▶ [Given problem] Reproduce the lines below, changing every occurrence of "man's hair" to "woman's hair" and keeping everything else identical. Omit the pictures from the output.

▶ [Input records]

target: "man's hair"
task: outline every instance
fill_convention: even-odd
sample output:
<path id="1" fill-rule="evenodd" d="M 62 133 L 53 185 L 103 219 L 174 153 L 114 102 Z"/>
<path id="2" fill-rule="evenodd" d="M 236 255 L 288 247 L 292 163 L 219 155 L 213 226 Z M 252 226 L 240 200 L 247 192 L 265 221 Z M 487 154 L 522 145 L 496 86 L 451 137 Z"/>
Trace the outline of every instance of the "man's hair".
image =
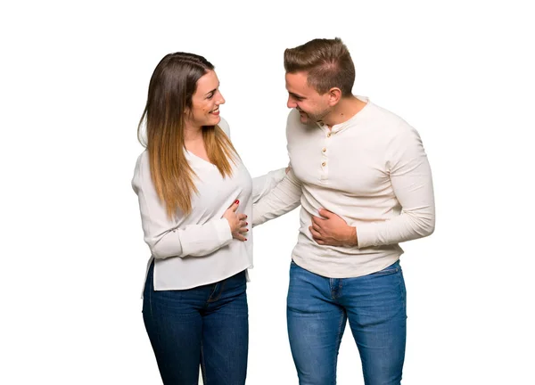
<path id="1" fill-rule="evenodd" d="M 308 72 L 307 82 L 318 94 L 333 87 L 350 96 L 355 83 L 355 66 L 348 47 L 340 37 L 314 39 L 284 51 L 284 70 L 289 73 Z"/>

▶ [The output]
target: "woman's hair"
task: outline every instance
fill_convention: even-odd
sample output:
<path id="1" fill-rule="evenodd" d="M 62 133 L 53 185 L 103 219 L 174 153 L 114 102 Z"/>
<path id="2" fill-rule="evenodd" d="M 236 255 L 288 247 L 292 163 L 219 155 L 213 226 Z M 252 226 L 240 200 L 247 192 L 265 221 Z M 487 154 L 522 145 L 496 86 L 451 137 Z"/>
Trace the outline of every instance of the "woman's hair".
image =
<path id="1" fill-rule="evenodd" d="M 308 72 L 307 82 L 318 94 L 333 87 L 350 96 L 355 83 L 355 66 L 348 47 L 340 37 L 314 39 L 284 51 L 284 70 L 289 73 Z"/>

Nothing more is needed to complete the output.